▶ _Travail à faire_
1. D'après le texte à lire, combien de pages occupent les pièces annexées au rapport de Valazé dans le sixième volume du procès de Louis XVI ?
2. Relevez toutes les personnes désignées par leur nom dans le texte à lire.

▶ _Texte à lire_
= = = =

Ce passage si caractéristique du rapport de Valazé se trouve omis au Moniteur, on ne peut deviner pour quelle raison. Nous l'avons retrouvé dans le Journal des Débats et décrets, n° 49, page 110, et dans le Procès de Louis XVI, tome Ier, page 1.
[3] Le rapport de Valazé se trouve au Moniteur, n° 312. Les pièces annexées à ce rapport n'occupent pas moins de 125 pages dans le sixième volume du procès de Louis XVI.
[4] Il est bien difficile, après un siècle, de retrouver les preuves de l'existence ou de la non-existence d'un pacte secret. Le cadre de cet ouvrage ne nous permet pas de discuter à fond ce grand problème historique : nous nous bornerons à constater seulement l'invraisemblance de ces accusations d'accaparement qui impliquaient la complicité de tous les ministres de l'ancien régime. et à donner, à la fin de ce volume, quelques lettres émanant du dénonciateur du pacte de famine, le fameux Le Prévost de Beaumont. Il paraîtrait résulter du texte même de ces lettres, que ce personnage, devenu légendaire, n'inspirait que fort peu de confiance et fort peu d'intérêt aux Assemblées constituante et législative ; elles auraient dû cependant se montrer très-empressées de le dédommager des souffrances qu'il prétendait avoir subies pour prix de sa dénonciation patriotique, si elles avaient cru à sa véracité.
[5] Une grande partie de ces dénonciations sont signées Gautier et Niquille, qui déclarent les avoir faites civiquement et volontairement. Mais on retrouve ces deux personnages, en qualité d'agents du Comité de surveillance de la Commune de Paris, enlevant les chevaux et l'argenterie du château d'Ancy-le-Franc, et excitant par leurs déprédations de graves désordres dans le département de l'Yonne. (Voir le Moniteur du 8 novembre 1792, n° 313.) Ainsi les braves citoyens qui faisaient des dénonciations si patriotiques n'étaient, comme les juges de Maillard à l'Abbaye, que des mouchards et des voleurs.
[6] La discussion avait été très-vive et très-longue dans le sein du Comité de législation. Le 4er novembre, Cambacérès annonçait à la Convention que le Comité discutait depuis sept jours sans pouvoir s'entendre.

= = = =

▶ _Section des données_

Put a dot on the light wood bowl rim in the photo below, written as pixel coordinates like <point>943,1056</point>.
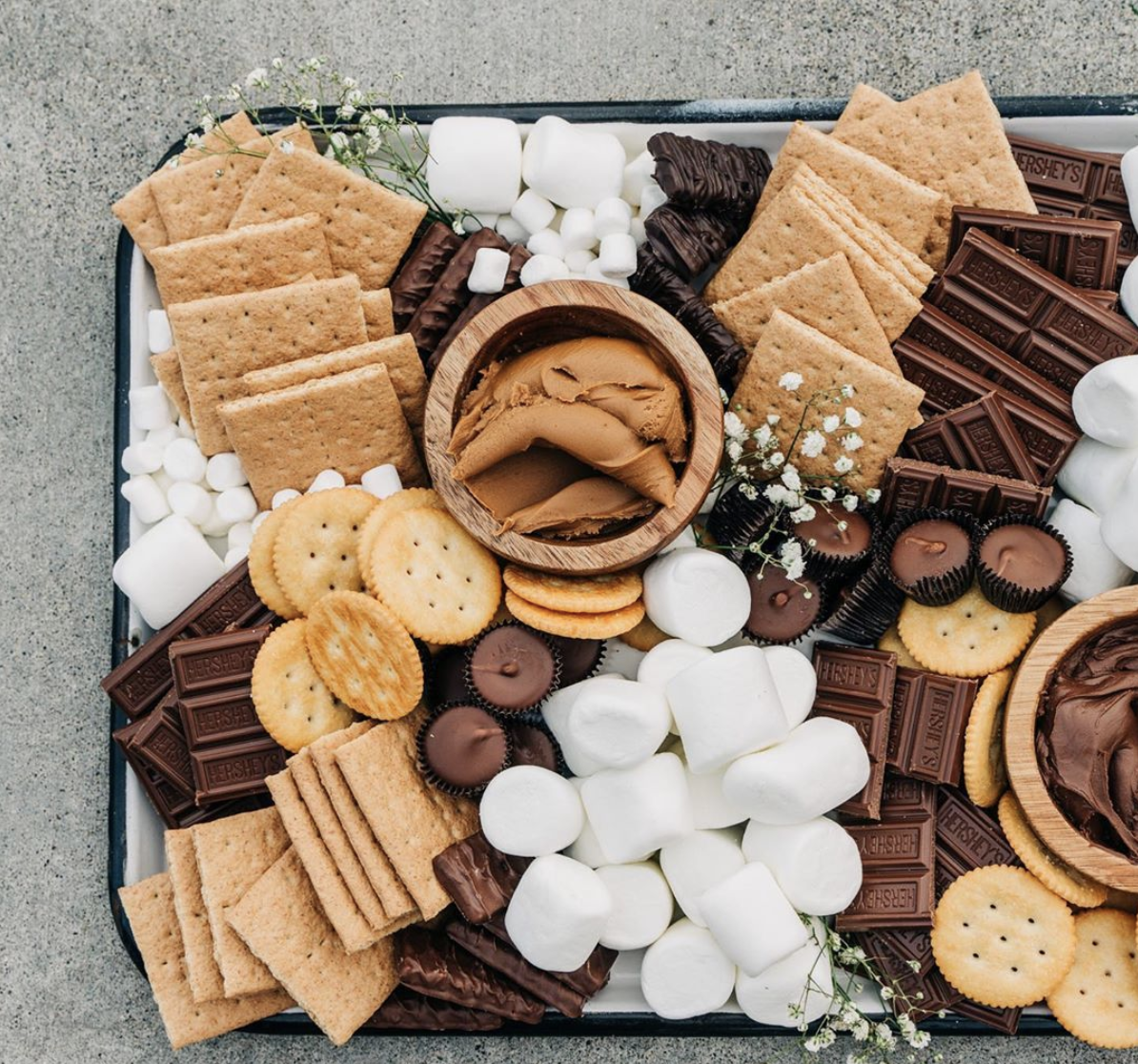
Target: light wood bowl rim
<point>687,363</point>
<point>1046,818</point>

= = = =

▶ _Réponses par consigne_
1. Pas moins de 125 pages.

2. Valazé, Louis XVI, Le Prévost de Beaumont, Gautier, Niquille, Maillard, Cambacérès.